**Data for this task**
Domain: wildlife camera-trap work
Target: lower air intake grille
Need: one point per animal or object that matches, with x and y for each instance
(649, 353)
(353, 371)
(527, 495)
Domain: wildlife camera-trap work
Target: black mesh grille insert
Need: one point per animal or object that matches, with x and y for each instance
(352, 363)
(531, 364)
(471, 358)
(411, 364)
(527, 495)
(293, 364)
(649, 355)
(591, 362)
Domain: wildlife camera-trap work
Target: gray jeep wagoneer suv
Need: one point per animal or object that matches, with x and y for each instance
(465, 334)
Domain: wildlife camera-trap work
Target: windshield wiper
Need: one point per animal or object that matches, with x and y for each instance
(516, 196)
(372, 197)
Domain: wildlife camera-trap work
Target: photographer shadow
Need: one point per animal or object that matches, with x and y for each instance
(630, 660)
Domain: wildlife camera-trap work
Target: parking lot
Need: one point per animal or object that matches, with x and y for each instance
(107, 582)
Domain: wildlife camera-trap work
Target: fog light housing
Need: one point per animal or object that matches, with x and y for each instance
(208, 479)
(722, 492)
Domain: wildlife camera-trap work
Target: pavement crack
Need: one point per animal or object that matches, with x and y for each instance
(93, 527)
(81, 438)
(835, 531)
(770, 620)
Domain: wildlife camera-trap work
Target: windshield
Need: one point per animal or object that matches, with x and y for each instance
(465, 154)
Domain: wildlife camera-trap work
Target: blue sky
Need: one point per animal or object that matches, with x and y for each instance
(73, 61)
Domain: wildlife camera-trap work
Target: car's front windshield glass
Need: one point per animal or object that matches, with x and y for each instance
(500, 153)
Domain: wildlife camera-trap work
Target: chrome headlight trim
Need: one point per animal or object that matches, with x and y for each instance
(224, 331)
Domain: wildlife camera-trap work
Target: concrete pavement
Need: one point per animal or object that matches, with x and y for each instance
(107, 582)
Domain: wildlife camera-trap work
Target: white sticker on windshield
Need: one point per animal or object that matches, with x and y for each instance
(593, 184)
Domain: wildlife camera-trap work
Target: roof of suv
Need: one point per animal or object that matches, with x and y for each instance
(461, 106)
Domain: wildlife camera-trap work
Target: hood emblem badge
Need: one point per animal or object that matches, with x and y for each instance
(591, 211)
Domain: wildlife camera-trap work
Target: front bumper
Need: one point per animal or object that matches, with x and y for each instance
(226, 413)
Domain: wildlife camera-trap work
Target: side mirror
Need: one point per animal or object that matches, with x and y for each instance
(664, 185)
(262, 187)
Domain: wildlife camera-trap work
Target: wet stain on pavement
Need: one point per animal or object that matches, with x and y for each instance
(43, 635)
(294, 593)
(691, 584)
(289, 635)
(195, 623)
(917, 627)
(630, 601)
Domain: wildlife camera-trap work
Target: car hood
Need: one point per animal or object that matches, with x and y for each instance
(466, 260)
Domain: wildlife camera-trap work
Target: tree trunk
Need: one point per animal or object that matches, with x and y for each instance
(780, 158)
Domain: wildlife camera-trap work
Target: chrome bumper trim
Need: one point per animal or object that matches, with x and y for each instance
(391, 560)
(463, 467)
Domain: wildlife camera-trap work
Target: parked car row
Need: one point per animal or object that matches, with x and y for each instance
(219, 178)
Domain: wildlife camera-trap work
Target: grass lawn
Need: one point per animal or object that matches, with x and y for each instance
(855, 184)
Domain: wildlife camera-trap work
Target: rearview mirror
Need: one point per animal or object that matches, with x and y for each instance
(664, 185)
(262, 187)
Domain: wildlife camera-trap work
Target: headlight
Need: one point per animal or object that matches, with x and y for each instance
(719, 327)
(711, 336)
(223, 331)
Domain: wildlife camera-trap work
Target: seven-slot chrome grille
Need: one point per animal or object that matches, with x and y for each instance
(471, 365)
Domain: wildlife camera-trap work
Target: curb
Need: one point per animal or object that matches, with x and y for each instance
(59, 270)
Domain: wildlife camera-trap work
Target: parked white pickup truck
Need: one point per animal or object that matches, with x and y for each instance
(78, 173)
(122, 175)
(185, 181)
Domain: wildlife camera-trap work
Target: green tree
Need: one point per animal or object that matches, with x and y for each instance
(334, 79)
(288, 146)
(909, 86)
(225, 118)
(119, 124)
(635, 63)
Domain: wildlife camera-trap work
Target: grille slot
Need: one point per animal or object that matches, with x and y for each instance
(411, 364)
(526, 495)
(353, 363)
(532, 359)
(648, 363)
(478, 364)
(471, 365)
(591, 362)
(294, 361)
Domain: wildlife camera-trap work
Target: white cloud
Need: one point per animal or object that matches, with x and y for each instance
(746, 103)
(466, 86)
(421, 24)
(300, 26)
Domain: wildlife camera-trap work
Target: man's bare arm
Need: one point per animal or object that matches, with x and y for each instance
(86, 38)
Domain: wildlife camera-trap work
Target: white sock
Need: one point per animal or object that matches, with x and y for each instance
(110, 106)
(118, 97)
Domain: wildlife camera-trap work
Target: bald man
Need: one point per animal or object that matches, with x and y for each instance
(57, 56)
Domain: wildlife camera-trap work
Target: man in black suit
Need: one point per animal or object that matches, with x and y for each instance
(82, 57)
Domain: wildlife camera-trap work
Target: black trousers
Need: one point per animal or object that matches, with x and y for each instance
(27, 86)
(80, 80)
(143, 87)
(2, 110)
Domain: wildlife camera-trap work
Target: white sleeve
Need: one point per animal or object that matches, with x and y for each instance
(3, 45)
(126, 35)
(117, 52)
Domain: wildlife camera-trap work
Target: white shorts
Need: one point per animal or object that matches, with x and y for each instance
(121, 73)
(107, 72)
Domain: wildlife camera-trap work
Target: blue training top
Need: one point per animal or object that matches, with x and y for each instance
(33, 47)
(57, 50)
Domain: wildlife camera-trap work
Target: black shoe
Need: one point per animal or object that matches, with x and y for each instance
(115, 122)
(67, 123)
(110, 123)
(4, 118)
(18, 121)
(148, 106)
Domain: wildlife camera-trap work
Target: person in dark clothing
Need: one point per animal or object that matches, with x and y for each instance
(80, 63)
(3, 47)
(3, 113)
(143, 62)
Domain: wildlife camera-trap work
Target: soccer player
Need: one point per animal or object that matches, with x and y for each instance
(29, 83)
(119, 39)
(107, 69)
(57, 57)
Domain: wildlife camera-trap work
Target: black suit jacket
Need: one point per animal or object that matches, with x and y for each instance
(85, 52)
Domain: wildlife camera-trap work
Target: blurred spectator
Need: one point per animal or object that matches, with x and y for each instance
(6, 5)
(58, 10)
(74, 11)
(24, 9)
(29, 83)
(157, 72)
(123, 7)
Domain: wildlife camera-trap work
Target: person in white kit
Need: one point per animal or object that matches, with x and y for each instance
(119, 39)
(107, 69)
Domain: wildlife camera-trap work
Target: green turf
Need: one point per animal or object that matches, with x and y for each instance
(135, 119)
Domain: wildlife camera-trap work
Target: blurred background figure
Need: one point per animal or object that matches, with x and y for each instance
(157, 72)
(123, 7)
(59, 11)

**Assignment**
What lines of the material above hold the string "front"? Please copy them.

**Written solution**
Target: car's front windshield glass
Target: front bumper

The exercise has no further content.